-- start of DATASET ENTRIES --

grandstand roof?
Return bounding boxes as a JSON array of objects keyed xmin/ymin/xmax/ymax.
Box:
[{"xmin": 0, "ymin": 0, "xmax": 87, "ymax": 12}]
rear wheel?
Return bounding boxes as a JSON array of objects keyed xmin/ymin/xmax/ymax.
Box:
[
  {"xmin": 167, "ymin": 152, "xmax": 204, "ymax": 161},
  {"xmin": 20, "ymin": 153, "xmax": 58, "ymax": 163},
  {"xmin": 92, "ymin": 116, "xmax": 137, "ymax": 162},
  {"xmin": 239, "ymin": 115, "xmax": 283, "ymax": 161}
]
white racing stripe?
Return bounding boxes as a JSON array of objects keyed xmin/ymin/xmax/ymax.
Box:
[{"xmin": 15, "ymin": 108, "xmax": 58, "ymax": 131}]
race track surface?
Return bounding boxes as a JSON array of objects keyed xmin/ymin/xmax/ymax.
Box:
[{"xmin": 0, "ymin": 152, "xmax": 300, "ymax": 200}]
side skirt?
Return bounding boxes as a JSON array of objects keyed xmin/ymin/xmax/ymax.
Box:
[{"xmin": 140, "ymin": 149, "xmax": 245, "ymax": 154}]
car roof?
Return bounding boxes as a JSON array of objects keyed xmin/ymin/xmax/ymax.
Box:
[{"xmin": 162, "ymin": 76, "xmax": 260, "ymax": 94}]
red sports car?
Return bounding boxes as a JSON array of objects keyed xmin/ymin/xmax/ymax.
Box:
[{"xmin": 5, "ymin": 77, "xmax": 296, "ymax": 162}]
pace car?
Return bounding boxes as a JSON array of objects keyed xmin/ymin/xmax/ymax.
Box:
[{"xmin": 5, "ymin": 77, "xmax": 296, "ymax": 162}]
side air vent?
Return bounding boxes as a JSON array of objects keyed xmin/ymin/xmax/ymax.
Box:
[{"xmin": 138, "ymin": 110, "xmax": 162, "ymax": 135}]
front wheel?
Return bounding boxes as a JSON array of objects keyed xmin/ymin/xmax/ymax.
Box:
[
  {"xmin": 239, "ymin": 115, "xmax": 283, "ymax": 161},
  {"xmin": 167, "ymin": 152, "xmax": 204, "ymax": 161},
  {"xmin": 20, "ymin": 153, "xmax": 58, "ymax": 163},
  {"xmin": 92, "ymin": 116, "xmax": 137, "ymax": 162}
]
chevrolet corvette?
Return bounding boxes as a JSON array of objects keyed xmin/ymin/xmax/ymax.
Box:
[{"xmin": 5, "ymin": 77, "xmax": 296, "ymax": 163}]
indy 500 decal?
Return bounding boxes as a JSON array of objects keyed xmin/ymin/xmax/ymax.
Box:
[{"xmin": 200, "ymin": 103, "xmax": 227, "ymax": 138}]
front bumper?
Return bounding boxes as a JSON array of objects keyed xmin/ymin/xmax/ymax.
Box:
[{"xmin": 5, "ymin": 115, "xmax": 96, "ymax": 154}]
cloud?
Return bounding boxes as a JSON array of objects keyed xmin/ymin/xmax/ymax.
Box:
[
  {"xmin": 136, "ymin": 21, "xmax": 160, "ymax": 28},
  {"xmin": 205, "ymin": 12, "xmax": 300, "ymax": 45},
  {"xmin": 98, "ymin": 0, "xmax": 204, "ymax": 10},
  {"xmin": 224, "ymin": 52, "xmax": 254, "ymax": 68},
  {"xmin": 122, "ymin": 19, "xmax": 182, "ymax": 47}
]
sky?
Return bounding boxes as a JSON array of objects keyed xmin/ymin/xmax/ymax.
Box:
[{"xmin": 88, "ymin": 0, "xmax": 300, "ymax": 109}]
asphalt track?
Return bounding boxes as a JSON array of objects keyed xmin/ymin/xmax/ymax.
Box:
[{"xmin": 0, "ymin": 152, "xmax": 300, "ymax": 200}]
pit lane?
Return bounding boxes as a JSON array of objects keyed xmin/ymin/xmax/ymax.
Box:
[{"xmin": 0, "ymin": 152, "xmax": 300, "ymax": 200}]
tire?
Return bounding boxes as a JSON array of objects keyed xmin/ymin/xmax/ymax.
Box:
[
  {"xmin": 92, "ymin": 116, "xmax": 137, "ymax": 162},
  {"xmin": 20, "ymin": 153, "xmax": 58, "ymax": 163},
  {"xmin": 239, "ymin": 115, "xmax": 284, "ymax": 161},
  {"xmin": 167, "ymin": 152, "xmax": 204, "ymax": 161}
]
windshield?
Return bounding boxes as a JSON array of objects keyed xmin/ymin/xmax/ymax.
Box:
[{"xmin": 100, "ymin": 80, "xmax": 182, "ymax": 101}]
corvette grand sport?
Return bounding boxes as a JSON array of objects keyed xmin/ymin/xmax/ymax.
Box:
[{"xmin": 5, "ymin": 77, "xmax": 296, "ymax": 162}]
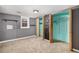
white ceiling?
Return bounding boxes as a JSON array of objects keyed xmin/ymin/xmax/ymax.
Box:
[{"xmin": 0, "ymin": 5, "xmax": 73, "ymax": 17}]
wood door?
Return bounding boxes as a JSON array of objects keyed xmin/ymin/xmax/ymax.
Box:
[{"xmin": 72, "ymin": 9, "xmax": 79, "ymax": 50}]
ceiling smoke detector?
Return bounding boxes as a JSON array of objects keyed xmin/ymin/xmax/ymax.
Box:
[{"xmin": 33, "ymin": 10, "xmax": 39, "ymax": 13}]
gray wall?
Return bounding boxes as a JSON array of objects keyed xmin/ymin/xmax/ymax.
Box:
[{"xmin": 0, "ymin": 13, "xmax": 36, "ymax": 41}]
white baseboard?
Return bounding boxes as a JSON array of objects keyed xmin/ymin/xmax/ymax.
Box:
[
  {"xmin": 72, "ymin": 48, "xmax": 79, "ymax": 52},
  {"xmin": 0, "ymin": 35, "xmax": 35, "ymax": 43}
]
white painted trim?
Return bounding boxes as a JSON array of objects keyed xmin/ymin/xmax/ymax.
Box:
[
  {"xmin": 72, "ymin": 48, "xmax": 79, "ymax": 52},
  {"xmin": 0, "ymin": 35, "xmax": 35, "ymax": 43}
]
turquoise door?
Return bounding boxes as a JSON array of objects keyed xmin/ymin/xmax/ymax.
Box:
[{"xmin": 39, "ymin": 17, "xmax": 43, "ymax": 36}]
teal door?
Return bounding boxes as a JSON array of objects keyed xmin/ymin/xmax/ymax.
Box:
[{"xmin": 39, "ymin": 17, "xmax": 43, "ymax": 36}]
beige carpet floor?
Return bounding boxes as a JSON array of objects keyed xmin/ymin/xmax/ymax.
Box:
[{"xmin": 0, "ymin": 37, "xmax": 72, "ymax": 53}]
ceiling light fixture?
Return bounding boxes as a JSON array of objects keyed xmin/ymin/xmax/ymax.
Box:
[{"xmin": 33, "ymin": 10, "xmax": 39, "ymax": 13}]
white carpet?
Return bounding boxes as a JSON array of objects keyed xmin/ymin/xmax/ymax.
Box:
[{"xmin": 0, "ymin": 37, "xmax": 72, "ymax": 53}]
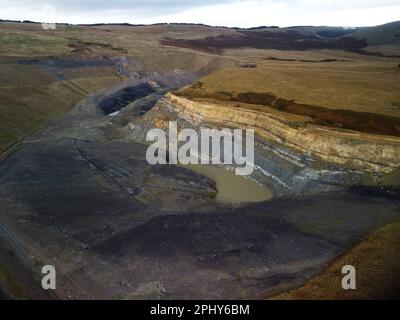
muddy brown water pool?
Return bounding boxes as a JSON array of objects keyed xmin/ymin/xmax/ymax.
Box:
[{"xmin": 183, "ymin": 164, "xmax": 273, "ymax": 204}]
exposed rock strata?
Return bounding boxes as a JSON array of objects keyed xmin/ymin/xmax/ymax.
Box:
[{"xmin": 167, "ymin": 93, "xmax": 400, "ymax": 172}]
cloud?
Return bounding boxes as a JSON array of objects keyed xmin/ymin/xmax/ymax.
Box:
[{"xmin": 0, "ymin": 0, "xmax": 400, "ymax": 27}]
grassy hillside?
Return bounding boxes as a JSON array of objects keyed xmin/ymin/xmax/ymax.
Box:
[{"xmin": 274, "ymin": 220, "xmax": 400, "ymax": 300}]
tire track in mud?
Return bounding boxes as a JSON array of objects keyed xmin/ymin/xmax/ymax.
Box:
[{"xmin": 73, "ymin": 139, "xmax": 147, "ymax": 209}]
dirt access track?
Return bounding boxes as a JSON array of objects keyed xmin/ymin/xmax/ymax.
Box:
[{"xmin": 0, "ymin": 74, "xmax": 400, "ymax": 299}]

-- end of DATASET ENTRIES --

→ EXERCISE REQUIREMENTS: Return every line of the items above that contains the word "ceiling". Case counts.

→ SOLUTION FOR THIS PROBLEM:
white ceiling?
ceiling smoke detector?
ceiling light fixture?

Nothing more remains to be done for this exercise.